§ **Source extract**:
The Promises and Pitfalls of Reform
A directing-mind test can prove too limiting in a corporate context where decision-making authority is increasingly decentralised. Not only this, it also offers an easy escape hatch to avoid corporate liability by concentrating focus on a select corps of officers. Recognising both of these problems, many jurisdictions - even the U.K. - moved away from the rule in the corruption context. The 2010 U.K. Bribery Act carries a "Failure to Prevent Bribery" offence under Section 7, which seems to have inspired our legislature the most. More recently, Argentina and Malaysia both took radical steps to move away from a directing-mind approach for corruption cases, to impute corporate liability based on acts of any employee. In finally shedding the alter-ego in Section 9, the Indian statutory regime better reflects the realities of the modern corporate context and offers a potentially more robust tool to prevent and prosecute corporate corruption in the country.

The shift to a broader basis of liability carries a downside: law enforcement agencies get extremely powerful tools to regulate corporate conduct which can be misused. By making offences cognizable and empowering police to arrest "persons associated" with corporations, the problem becomes more stark. Naturally, then, we need some corresponding protections for corporations to protect against abuse and ensure a degree of fairness in legal enforcement. The global norm seems to be having protections for corporations that install adequate compliance procedures. The U.K., Argentinian, and Malaysian examples mentioned above all have such provisions. The new Indian amendments also provide corporations this kind of protection in the proviso to Section 9(1), as extracted above.

§ **Problem 1**: Using the passage on corporate liability reform, decide whether each statement agrees with it: (a) The 2010 U.K. Bribery Act has a "Failure to Prevent Bribery" offense under Section 7. (b) Argentina and Malaysia kept the directing-mind approach for corruption cases. (c) The new Indian amendments give corporations no protection for having compliance procedures. Answer yes or no for each and quote the words that settle it.
§ **Problem 2**: Carry on the passage on corporate liability reform, picking up right after its final sentence.

§ **Supplied data**:
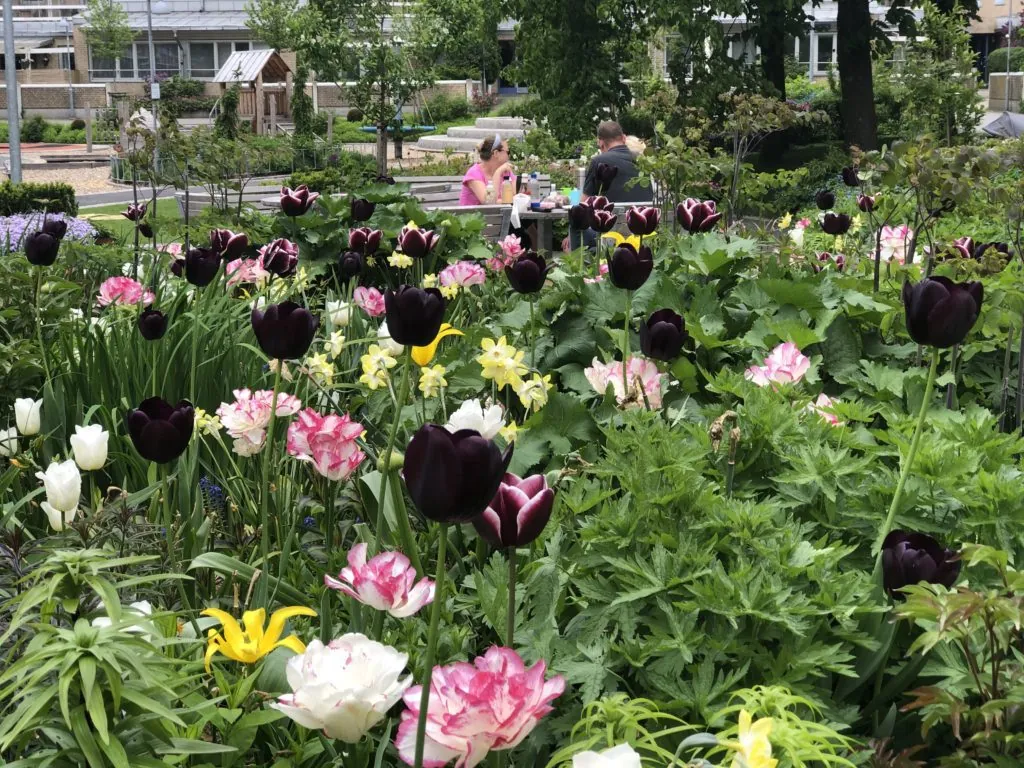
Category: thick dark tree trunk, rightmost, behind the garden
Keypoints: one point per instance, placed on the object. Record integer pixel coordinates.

§ **Result 1**:
(a) Yes: "The 2010 U.K. Bribery Act carries a "Failure to Prevent Bribery" offence under Section 7"
(b) No: "Argentina and Malaysia both took radical steps to move away from a directing-mind approach for corruption cases"
(c) No: "The new Indian amendments also provide corporations this kind of protection in the proviso to Section 9(1)"

§ **Result 2**:
But there is a catch. Having a defence at a criminal trial is not a protection against prosecution, and the difference can be huge in the corporate context. Installing adequate compliance procedures is a cost, and the bigger the corporation, the higher that cost is bound to be. For the corporation to make these expenditures, it needs incentives to do so. Since potential prosecutions for management level personnel under Section 10 have been pegged to the corporate crime under Section 9, there is certainly some incentive to install adequate compliance regimes. But is that enough? I would argue that it isn't. Effectively, the law is telling corporations to spend the money, but that more money will still have to be spent in facing a criminal trial for years, where eventually it can plead innocence by pointing to compliance procedures.

Nobody, especially corporations whose reputation carries considerable financial value, want to go to court and have their name dragged through mud. Which is why globally, it is more common for the legal system to reward those corporations with adequate compliance regimes by helping them avoid prosecutions altogether. They do not get a get-out-of-jail-free card, mind you, and still end up having to cooperate with investigators, paying fines, and being monitored for a few years afterwards under Deferred Prosecution or Non Prosecution Agreements. In the United States, the Department of Justice has been issuing "Principles of Federal Prosecution for Business Organizations" that implement this regime. Similarly, in the U.K., the Crown Prosecution Service is instructed to not prosecute cases where it finds corporations met the Statutory Guidance. Within India itself, this idea of avoiding prosecutions exists in context of the Information Technology Act, 2000, which triggers legal action only if online platforms do not pull down objectionable content within 36 hours after a takedown notice or court order. Since the statutory rules on compliance under the PC Act are yet to be drafted, I expect the powerful corporate lobby in India will try and push for a regime which avoids prosecution altogether. In the event that comes to pass, it will be fascinating to see what follows: will India start seeing innovations of the kinds seen in the U.S., or will corporations be getting a clean chit.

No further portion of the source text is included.